- Task statement
Repeat the records below word for word and omit each image.
***** Entries supplied *****
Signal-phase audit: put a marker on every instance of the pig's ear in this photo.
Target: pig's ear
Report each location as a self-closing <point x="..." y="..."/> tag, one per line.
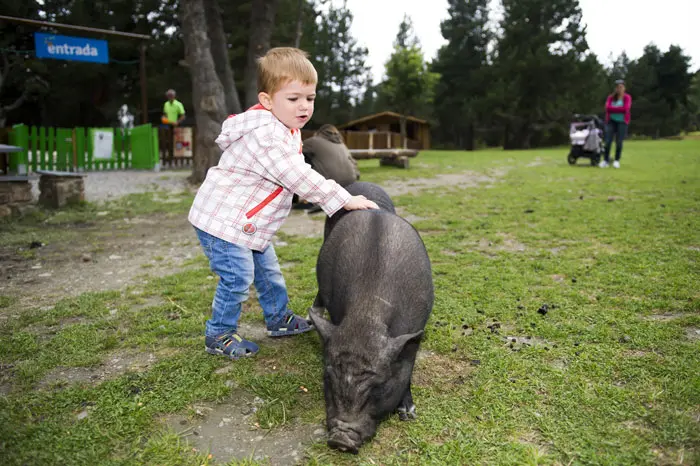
<point x="397" y="344"/>
<point x="323" y="326"/>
*****
- Response
Signal-phase audit: put a marker on every instance of the pig's ear in this photo.
Target: pig's ear
Report each location as a self-closing <point x="..." y="..."/> tag, one per line.
<point x="397" y="344"/>
<point x="323" y="326"/>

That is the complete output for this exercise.